━━ DATA SHOWN

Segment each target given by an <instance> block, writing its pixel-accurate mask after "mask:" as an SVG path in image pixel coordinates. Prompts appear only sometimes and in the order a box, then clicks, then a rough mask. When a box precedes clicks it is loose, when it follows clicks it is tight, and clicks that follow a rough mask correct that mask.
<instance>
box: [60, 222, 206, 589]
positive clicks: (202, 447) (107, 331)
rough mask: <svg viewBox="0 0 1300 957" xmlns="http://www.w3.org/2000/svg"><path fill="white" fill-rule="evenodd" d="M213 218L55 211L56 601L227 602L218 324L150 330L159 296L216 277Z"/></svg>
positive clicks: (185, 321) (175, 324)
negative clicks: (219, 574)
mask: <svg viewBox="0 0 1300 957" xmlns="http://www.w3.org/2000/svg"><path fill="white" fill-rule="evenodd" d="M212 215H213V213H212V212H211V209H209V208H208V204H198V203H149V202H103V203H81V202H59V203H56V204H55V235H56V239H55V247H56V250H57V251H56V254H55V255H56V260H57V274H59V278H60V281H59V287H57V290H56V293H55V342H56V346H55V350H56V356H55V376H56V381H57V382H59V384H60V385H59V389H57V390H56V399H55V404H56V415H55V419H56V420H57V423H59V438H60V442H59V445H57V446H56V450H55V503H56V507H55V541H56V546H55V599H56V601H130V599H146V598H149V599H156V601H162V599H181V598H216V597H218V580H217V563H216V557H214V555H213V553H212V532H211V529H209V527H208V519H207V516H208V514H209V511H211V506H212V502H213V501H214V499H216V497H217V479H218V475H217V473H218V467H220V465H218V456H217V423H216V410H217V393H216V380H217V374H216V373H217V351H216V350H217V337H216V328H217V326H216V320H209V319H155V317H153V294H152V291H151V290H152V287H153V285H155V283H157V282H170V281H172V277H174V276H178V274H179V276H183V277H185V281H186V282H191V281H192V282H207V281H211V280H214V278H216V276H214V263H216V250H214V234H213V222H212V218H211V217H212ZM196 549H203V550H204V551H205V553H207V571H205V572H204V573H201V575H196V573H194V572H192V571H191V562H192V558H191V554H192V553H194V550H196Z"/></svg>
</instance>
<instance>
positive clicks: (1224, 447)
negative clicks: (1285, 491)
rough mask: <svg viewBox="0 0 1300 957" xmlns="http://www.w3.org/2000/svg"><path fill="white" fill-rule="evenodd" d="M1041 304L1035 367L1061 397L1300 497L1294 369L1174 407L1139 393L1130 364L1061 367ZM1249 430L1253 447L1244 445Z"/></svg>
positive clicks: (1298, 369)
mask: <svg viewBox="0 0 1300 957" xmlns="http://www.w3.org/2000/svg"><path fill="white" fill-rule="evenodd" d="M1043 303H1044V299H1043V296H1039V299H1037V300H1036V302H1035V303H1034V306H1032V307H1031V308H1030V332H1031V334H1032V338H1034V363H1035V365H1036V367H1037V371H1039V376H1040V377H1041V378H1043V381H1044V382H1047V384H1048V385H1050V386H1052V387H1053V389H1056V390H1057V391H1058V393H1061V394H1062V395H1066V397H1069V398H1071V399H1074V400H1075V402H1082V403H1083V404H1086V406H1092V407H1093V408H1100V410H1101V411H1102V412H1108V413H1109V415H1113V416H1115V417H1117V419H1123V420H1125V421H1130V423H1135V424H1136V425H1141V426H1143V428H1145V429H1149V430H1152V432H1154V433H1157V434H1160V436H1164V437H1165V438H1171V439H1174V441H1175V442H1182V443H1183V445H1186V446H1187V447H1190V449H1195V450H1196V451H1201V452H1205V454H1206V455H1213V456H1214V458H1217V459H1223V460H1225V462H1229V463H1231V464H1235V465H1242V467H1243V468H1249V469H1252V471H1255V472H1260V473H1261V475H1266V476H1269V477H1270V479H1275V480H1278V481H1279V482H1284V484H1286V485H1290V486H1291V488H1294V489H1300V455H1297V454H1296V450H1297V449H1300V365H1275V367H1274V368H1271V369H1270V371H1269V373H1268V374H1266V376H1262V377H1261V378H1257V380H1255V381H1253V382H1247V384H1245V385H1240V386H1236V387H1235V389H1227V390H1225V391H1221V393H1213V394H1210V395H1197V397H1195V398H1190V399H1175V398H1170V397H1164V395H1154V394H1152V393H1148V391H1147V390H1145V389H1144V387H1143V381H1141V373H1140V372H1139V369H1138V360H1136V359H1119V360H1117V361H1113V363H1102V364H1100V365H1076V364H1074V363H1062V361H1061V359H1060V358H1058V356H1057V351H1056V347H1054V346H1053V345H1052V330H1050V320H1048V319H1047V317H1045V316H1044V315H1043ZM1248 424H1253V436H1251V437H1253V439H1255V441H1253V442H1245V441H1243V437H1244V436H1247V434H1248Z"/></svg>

━━━━

WHAT YOU SHOULD DO:
Copy all of the rows above word for word.

REPLY TO THE EXERCISE:
Segment each target given by an <instance> block, writing its pixel-accurate mask after "mask:" as an SVG path in image pixel coordinates. Prompts appear only sometimes and in the order a box, then clicks, then a rough mask. When a box precedes clicks it is loose, when it follows clicks it is tight, and clicks that follow a rough mask correct that mask.
<instance>
box: [60, 222, 206, 589]
positive clicks: (202, 447) (107, 331)
rough mask: <svg viewBox="0 0 1300 957" xmlns="http://www.w3.org/2000/svg"><path fill="white" fill-rule="evenodd" d="M213 218L55 211L56 601L227 602L218 324L150 330L159 296L216 277Z"/></svg>
positive clicks: (185, 321) (175, 324)
negative clicks: (219, 574)
mask: <svg viewBox="0 0 1300 957" xmlns="http://www.w3.org/2000/svg"><path fill="white" fill-rule="evenodd" d="M212 215H213V213H212V212H211V209H209V208H208V204H198V203H149V202H103V203H81V202H59V203H56V204H55V235H56V239H55V247H56V250H57V251H56V254H55V255H56V260H57V274H59V278H60V281H59V287H57V290H56V293H55V342H56V346H55V350H56V356H55V376H56V381H57V382H59V384H60V385H59V389H57V390H56V399H55V404H56V415H55V419H56V420H57V423H59V438H60V442H59V445H57V446H56V450H55V503H56V507H55V541H56V546H55V599H56V601H130V599H146V598H149V599H156V601H162V599H181V598H216V597H218V580H217V563H216V557H214V555H213V553H212V532H211V529H209V527H208V519H207V516H208V514H209V511H211V506H212V502H213V501H214V499H216V497H217V479H218V475H217V473H218V467H220V465H218V456H217V423H216V410H217V393H216V380H217V374H216V373H217V351H216V350H217V337H216V328H217V326H216V320H209V319H155V317H153V294H152V291H151V290H152V287H153V285H155V283H157V282H170V281H172V277H174V276H178V274H179V276H183V277H185V281H186V282H191V281H192V282H207V281H211V280H214V278H216V276H214V263H216V250H214V234H213V222H212V218H211V217H212ZM196 549H203V550H204V551H205V553H207V571H205V572H204V573H201V575H196V573H194V572H192V571H191V562H192V558H191V554H192V553H194V550H196Z"/></svg>
</instance>
<instance>
positive clicks: (1224, 447)
negative clicks: (1285, 491)
rough mask: <svg viewBox="0 0 1300 957" xmlns="http://www.w3.org/2000/svg"><path fill="white" fill-rule="evenodd" d="M1041 304L1035 367L1061 397L1300 497L1294 369L1174 407L1139 393L1130 364L1061 367ZM1249 430L1253 447L1244 445Z"/></svg>
positive clicks: (1298, 369)
mask: <svg viewBox="0 0 1300 957" xmlns="http://www.w3.org/2000/svg"><path fill="white" fill-rule="evenodd" d="M1043 303H1044V299H1043V296H1039V299H1037V300H1036V302H1035V303H1034V306H1032V307H1031V308H1030V332H1031V334H1032V338H1034V363H1035V365H1036V367H1037V371H1039V376H1040V377H1041V378H1043V381H1044V382H1047V384H1048V385H1050V386H1052V387H1053V389H1056V390H1057V391H1058V393H1061V394H1062V395H1066V397H1069V398H1071V399H1074V400H1075V402H1082V403H1083V404H1086V406H1092V407H1093V408H1100V410H1101V411H1102V412H1108V413H1109V415H1113V416H1115V417H1117V419H1123V420H1125V421H1130V423H1135V424H1136V425H1141V426H1143V428H1145V429H1149V430H1152V432H1154V433H1157V434H1160V436H1164V437H1165V438H1171V439H1174V441H1175V442H1182V443H1183V445H1186V446H1187V447H1190V449H1195V450H1196V451H1201V452H1205V454H1206V455H1213V456H1214V458H1217V459H1223V460H1225V462H1229V463H1231V464H1235V465H1242V467H1243V468H1249V469H1252V471H1255V472H1260V473H1261V475H1266V476H1269V477H1270V479H1275V480H1278V481H1279V482H1284V484H1286V485H1290V486H1291V488H1294V489H1300V455H1297V454H1296V450H1297V449H1300V365H1275V367H1274V368H1271V369H1270V371H1269V373H1268V374H1266V376H1262V377H1261V378H1257V380H1255V381H1253V382H1247V384H1245V385H1240V386H1236V387H1235V389H1227V390H1225V391H1221V393H1213V394H1210V395H1197V397H1195V398H1190V399H1175V398H1170V397H1164V395H1154V394H1152V393H1148V391H1147V390H1145V389H1144V387H1143V381H1141V373H1140V372H1139V369H1138V360H1136V359H1119V360H1117V361H1113V363H1102V364H1100V365H1076V364H1074V363H1062V361H1061V359H1060V358H1058V356H1057V351H1056V347H1054V346H1053V345H1052V330H1050V320H1048V319H1047V317H1045V316H1044V315H1043ZM1248 424H1253V436H1251V437H1253V439H1255V441H1253V442H1245V441H1243V437H1244V436H1247V434H1248Z"/></svg>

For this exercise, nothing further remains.